#### QUOTED TEXT

More performance improvements, and a regression fix

6 years ago · 3aaaae0c74
2 changed files with 10 additions and 25 deletions
--- a/lib/UTF8.php
+++ b/lib/UTF8.php
@ -24,7 +24,7 @@ abstract class UTF8 {
        start:
        // get the byte at the specified position
        $b = @$string[$pos];
-        if ($b < "\x80" || $b=="") {
+        if ($b < "\x80") {
            // if the byte is an ASCII character or end of input, simply return it
            $next = $pos + 1;
            return $b;
@ -97,7 +97,7 @@ abstract class UTF8 {
        do {
            $pos--;
            $t++;
-            $b = ($pos < strlen($string)) ? $string[$pos] : "";
+            $b = @$string[$pos];
        } while (
            $b >= "\x80" && $b <= "\xBF" && // continuation bytes
            ($t < 4 || $errMode==self::M_SKIP) && // stop after four bytes, unless we're skipping invalid sequences
@ -186,7 +186,10 @@ abstract class UTF8 {
        start:
        // optimization for ASCII characters
        $b = @$string[$pos];
-        if ($b < "\x80") {
+        if ($b=="") {
+            $next = $pos + 1;
+            return null;
+        } elseif ($b < "\x80") {
            $next = $pos + 1;
            return ord($b);
        }
--- a/perf/perf.php
+++ b/perf/perf.php
@ -14,22 +14,12 @@ $files = [
 ];

 $tests = [
-    'Intl code points' => ["intl", function(string $text): int {
-        $t = 0;
-        $i = \IntlBreakIterator::createCodePointInstance();
-        $i->setText($text);
-        foreach ($i as $o) {
-            $p = $i->getLastCodePoint();
-            $t++;
-        }
-        return $t;
-    }],
-    'Native code points' => ["", function(string $text): int {
+    'Native characters' => ["", function(string $text): int {
        $t = 0;
        $pos = 0;
        $eof = strlen($text);
        while ($pos <= $eof) {
-            $p = UTF8::ord($text, $pos, $pos);
+            $p = UTF8::get($text, $pos, $pos);
            $t++;
        }
        return $t;
@ -44,20 +34,12 @@ $tests = [
        }
        return $t;
    }],
-    'Native characters' => ["", function(string $text): int {
+    'Native code points' => ["", function(string $text): int {
        $t = 0;
        $pos = 0;
        $eof = strlen($text);
        while ($pos <= $eof) {
-            $p = UTF8::get($text, $pos, $pos);
-            $t++;
-        }
-        return $t;
-    }],
-    'PCRE split characters' => ["pcre", function(string $text): int {
-        $t = 0;
-        foreach (preg_split('//u',  $text) as $c) {
-            $p = $c;
+            $p = UTF8::ord($text, $pos, $pos);
            $t++;
        }
        return $t;

#### DATASET EXCERPTS

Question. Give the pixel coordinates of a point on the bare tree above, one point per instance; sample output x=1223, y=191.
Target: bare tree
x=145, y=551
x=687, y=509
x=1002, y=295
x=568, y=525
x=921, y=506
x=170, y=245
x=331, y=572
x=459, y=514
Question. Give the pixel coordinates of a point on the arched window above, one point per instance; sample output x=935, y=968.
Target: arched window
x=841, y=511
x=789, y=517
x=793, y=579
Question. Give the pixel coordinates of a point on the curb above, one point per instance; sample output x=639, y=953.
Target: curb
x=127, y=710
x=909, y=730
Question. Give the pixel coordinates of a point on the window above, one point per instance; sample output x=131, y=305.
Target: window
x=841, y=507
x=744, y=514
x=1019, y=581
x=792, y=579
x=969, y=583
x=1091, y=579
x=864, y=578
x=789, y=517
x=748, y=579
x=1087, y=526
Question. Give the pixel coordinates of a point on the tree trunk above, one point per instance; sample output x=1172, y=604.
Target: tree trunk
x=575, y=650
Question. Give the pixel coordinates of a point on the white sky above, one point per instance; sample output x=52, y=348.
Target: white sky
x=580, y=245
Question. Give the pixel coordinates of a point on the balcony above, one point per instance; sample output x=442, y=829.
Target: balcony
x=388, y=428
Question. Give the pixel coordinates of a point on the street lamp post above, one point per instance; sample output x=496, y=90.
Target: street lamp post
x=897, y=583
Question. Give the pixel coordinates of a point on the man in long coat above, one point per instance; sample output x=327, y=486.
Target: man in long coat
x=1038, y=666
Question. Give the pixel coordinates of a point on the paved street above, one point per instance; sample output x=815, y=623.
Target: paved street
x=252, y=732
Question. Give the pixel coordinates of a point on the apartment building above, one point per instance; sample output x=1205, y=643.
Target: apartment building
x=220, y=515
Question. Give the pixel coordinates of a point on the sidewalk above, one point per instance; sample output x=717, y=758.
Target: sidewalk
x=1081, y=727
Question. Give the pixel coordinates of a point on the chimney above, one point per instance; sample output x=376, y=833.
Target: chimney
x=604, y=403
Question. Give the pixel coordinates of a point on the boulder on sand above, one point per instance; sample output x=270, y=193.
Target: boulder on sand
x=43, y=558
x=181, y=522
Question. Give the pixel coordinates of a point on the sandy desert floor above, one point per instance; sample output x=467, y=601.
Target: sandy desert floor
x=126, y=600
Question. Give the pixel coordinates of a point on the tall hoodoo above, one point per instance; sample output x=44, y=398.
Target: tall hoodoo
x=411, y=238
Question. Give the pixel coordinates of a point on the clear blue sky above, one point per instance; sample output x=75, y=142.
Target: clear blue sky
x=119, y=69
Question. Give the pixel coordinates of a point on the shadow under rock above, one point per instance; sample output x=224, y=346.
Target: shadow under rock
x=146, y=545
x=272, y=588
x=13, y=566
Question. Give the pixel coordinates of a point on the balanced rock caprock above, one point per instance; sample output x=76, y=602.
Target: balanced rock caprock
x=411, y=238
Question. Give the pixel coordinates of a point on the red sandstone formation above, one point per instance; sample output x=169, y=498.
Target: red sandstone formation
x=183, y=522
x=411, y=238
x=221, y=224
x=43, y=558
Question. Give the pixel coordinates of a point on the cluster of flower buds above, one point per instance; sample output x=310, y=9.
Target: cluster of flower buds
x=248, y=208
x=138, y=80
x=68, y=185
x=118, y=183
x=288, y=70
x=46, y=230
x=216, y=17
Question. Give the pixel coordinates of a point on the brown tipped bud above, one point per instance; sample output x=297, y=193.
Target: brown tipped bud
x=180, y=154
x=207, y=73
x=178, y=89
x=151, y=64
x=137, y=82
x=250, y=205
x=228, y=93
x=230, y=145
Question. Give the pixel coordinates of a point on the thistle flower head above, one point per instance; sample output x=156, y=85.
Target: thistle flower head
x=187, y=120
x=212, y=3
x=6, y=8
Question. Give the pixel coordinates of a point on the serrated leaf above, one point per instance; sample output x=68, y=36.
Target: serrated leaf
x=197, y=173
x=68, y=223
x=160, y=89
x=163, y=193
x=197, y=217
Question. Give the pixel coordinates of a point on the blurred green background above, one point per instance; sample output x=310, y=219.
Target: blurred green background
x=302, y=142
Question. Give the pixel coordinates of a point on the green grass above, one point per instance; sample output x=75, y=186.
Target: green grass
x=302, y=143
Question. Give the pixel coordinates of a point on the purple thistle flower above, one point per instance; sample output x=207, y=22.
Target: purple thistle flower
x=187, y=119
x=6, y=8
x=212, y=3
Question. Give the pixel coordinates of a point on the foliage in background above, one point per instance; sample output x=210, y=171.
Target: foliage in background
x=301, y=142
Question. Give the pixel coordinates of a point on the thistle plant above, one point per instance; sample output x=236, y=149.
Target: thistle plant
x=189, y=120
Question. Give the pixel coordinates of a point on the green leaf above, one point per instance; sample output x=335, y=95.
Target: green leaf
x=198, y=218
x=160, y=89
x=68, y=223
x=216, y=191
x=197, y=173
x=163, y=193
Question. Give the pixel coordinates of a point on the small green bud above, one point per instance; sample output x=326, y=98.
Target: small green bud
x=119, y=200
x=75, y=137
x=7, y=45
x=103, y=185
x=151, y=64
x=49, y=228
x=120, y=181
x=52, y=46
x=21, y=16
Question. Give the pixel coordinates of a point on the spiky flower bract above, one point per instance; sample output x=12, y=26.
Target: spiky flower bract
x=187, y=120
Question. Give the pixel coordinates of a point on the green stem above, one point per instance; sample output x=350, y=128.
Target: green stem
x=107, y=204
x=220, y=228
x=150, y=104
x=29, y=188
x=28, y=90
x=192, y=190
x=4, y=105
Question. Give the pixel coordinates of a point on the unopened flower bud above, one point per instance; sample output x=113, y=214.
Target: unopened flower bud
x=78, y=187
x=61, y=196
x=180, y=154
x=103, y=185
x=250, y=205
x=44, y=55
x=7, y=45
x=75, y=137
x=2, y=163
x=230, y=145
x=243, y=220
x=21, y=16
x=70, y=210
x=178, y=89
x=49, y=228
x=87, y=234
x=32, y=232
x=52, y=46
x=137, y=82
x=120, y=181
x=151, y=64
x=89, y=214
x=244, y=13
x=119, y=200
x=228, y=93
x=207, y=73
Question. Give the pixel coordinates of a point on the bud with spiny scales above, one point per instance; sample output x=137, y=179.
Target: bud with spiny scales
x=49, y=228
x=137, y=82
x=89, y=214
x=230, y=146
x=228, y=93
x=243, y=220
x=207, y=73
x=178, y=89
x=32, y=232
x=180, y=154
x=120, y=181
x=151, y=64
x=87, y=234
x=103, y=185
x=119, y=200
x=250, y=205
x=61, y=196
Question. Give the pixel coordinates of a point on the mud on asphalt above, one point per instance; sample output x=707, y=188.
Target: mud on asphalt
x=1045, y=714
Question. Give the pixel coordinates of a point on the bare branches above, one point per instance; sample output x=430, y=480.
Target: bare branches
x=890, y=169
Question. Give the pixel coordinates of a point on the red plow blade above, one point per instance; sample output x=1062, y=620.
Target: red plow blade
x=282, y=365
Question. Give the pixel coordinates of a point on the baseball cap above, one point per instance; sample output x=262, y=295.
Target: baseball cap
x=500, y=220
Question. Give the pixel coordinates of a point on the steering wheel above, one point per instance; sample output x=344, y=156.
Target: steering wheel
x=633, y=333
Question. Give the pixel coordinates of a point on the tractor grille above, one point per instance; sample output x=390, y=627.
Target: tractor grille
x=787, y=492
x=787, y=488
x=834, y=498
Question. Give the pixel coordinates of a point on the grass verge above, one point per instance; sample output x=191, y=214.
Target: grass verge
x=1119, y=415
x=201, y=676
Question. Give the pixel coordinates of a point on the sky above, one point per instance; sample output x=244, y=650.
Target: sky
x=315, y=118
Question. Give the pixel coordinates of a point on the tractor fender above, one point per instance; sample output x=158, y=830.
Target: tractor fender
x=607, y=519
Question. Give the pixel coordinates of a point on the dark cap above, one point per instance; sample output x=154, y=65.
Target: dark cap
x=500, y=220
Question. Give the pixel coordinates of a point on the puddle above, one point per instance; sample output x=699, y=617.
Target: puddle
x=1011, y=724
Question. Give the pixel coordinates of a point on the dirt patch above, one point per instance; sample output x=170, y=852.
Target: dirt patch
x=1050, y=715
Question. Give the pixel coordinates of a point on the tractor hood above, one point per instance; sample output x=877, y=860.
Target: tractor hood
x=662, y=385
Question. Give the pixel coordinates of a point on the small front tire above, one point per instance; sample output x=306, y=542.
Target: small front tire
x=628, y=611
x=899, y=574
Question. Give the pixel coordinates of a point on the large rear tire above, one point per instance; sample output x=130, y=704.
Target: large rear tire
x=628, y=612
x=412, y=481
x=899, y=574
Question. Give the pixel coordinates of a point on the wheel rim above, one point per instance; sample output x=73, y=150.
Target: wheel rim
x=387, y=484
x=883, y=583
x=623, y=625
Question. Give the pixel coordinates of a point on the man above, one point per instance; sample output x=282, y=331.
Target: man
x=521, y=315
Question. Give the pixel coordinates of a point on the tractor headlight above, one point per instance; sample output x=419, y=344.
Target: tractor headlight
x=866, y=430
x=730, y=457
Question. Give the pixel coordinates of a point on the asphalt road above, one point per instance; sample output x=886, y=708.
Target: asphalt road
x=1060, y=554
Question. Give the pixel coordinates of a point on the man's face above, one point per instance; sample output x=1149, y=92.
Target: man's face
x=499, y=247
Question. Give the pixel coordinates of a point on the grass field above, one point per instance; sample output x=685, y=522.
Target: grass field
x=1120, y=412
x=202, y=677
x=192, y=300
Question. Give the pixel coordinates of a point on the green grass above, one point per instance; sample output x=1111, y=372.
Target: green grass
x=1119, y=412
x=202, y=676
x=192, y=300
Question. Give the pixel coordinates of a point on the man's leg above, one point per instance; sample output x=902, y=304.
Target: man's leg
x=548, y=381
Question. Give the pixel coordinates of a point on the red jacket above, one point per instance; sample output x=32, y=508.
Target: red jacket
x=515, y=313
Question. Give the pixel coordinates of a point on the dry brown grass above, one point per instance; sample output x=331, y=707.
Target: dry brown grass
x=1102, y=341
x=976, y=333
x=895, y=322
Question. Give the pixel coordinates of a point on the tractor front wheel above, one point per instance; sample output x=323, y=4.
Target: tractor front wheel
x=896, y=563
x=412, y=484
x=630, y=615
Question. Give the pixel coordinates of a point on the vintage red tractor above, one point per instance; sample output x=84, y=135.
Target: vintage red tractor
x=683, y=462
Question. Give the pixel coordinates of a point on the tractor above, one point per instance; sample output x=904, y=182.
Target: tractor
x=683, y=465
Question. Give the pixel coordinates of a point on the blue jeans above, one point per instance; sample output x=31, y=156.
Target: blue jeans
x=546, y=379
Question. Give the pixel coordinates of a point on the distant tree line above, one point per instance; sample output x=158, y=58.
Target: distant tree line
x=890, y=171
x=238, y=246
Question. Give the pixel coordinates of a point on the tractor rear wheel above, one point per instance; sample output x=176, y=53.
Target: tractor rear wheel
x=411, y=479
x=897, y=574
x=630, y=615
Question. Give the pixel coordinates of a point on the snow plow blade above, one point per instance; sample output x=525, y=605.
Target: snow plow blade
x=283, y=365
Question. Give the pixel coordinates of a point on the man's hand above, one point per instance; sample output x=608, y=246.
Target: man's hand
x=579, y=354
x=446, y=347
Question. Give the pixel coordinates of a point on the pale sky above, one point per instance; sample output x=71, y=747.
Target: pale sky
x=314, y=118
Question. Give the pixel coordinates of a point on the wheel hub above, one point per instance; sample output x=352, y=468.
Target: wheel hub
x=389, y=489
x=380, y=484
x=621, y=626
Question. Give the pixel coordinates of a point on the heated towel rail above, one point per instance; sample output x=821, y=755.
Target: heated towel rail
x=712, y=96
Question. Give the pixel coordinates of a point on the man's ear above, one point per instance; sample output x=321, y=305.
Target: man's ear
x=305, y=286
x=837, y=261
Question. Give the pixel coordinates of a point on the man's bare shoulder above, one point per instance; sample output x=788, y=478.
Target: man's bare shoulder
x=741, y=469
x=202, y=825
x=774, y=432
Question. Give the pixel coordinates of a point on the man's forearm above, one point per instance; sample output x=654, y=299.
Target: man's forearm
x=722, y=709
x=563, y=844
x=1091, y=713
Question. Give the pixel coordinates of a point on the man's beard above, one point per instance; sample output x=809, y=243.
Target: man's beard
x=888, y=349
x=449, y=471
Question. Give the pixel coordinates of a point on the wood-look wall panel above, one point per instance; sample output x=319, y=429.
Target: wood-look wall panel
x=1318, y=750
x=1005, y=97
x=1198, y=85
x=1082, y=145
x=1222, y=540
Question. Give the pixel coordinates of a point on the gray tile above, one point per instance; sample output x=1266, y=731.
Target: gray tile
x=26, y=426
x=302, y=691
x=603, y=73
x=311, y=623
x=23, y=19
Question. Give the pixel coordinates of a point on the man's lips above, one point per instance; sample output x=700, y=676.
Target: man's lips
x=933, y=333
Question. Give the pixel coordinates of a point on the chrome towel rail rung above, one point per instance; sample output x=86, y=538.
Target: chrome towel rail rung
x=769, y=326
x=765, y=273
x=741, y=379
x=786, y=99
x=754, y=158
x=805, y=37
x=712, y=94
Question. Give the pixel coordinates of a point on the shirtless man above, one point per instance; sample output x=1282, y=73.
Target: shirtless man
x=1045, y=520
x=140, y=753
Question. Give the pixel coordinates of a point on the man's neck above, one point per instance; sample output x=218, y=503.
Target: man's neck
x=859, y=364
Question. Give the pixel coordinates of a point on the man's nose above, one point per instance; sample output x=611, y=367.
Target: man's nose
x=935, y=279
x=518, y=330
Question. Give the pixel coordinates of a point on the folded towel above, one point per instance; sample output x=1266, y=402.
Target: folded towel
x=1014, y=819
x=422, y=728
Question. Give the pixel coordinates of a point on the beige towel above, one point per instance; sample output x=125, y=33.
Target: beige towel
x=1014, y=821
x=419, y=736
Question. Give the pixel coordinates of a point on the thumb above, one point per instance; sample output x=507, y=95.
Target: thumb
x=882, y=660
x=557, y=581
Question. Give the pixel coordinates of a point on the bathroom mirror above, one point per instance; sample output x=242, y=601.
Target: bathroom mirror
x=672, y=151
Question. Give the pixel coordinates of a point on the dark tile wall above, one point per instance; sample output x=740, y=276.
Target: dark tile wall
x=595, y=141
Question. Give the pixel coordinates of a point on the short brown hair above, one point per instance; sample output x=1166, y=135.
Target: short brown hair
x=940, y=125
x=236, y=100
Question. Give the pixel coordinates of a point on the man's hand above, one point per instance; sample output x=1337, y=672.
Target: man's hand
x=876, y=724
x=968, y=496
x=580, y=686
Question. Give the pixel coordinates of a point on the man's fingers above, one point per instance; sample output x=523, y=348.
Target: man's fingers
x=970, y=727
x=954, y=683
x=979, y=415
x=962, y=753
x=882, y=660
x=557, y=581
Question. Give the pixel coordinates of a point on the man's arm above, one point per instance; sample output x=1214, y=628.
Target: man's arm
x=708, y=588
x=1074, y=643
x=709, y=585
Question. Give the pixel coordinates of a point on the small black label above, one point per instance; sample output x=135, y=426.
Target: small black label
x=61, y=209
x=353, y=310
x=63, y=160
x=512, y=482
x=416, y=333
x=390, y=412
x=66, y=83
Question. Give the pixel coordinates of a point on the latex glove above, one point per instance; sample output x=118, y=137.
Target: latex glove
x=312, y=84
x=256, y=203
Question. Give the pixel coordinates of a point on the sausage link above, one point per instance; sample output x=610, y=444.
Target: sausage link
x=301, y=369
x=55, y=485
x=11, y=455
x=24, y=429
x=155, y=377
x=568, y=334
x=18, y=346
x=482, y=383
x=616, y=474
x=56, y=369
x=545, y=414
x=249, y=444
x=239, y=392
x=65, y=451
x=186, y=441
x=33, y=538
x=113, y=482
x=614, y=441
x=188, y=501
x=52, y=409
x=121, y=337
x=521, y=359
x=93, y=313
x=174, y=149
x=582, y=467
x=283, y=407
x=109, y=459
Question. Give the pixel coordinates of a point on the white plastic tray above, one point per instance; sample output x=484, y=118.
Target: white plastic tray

#### SHORT TASK A
Sum up the commit in two sentences.
#### SHORT TASK B
Please update the part of the records that opens with the line containing "Question. Give the pixel coordinates of a point on the distant" and closes with the line containing "x=621, y=626", changing "pale sky" to "overcast sky" and keeping everything else unchanged. Return only those lines.

#### TASK ANSWER A
The commit, titled "More performance improvements, and a regression fix," changes lib/UTF8.php and perf/perf.php with 10 additions and 25 deletions. In lib/UTF8.php it drops the empty-string check from one ASCII test, reads the byte with @$string[$pos] in a backward loop, and adds a branch that returns null for an empty byte; in perf/perf.php it removes the Intl code points and PCRE split characters tests and puts the Native characters test, which now calls UTF8::get, before the Native code points test, which now calls UTF8::ord.

#### TASK ANSWER B
Question. Give the pixel coordinates of a point on the distant tree line above, one point per instance; sample output x=158, y=58.
Target: distant tree line
x=890, y=171
x=238, y=246
Question. Give the pixel coordinates of a point on the tractor rear wheel above, one point per instance; sample output x=176, y=53.
Target: tractor rear wheel
x=411, y=479
x=897, y=574
x=630, y=615
Question. Give the pixel coordinates of a point on the snow plow blade above, one point per instance; sample output x=525, y=605.
Target: snow plow blade
x=283, y=365
Question. Give the pixel coordinates of a point on the man's hand above, one point per instance; sample output x=608, y=246.
Target: man's hand
x=579, y=354
x=446, y=347
Question. Give the pixel coordinates of a point on the overcast sky above, one point per instance; sample output x=71, y=747.
Target: overcast sky
x=314, y=118
Question. Give the pixel coordinates of a point on the wheel hub above, one point per instance; sample output x=352, y=468.
Target: wheel hub
x=389, y=489
x=380, y=484
x=621, y=626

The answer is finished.